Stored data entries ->
━━━━━━━━━━━━━━━━━━━━━━━━━━━━━━

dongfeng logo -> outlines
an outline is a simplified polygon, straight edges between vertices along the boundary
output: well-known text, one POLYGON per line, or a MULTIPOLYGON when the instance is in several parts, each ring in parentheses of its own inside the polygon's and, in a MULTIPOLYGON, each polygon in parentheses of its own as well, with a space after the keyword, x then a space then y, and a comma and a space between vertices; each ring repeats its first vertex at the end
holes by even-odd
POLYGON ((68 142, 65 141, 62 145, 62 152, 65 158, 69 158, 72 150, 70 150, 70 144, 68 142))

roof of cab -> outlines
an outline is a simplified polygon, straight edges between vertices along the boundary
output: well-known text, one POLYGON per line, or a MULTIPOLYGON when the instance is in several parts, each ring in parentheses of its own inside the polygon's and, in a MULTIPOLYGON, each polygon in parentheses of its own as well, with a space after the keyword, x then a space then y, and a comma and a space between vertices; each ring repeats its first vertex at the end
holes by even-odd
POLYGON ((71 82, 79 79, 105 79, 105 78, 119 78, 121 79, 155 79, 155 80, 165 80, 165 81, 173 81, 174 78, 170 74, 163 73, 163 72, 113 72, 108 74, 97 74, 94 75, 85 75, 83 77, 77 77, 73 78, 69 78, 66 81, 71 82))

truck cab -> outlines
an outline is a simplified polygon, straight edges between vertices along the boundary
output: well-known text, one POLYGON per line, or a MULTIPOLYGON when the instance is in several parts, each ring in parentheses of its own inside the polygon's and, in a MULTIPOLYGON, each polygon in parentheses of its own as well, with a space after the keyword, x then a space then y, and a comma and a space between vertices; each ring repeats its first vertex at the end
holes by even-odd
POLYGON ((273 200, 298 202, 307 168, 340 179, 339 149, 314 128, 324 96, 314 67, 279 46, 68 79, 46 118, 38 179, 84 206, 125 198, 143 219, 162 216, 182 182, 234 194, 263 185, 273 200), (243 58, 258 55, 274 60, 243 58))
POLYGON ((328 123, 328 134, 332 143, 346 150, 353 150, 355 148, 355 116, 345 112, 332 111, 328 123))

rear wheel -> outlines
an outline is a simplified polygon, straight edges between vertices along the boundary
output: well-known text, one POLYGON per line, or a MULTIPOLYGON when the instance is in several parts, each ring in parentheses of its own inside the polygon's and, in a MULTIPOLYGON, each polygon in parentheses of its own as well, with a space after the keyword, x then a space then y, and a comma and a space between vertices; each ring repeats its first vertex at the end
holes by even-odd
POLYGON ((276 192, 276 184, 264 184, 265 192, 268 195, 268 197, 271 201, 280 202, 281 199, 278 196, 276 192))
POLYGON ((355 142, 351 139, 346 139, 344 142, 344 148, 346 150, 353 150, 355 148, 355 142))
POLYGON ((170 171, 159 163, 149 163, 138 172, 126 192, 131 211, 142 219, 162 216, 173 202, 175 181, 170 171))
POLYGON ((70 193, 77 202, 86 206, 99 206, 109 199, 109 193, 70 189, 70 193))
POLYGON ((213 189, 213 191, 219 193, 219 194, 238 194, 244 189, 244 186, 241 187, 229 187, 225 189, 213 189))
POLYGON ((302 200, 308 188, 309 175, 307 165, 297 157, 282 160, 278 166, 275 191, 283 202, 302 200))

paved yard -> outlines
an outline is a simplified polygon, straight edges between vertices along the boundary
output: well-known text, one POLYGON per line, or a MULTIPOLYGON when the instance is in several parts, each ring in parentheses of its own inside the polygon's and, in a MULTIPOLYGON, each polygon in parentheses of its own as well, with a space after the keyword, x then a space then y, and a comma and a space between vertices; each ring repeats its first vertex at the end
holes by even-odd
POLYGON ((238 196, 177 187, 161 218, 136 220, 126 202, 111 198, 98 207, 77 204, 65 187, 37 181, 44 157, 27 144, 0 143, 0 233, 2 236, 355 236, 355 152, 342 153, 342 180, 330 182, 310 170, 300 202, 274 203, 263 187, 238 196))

━━━━━━━━━━━━━━━━━━━━━━━━━━━━━━

Stated task ->
Copy out word for word everything from the beginning of the listing down to the line containing "POLYGON ((68 142, 65", including that line.

Solution to this exercise ->
dongfeng logo -> outlines
an outline is a simplified polygon, straight edges between vertices along the boundary
output: well-known text, one POLYGON per line, or a MULTIPOLYGON when the instance is in several parts, each ring in parentheses of its own inside the polygon's and, in a MULTIPOLYGON, each polygon in parentheses of its own as well, with a space after the keyword, x then a space then y, and a comma and a space between vertices; each ring repeats its first vertex at the end
holes by even-odd
POLYGON ((68 142, 65 141, 62 145, 62 152, 65 158, 69 158, 72 150, 70 150, 70 144, 68 142))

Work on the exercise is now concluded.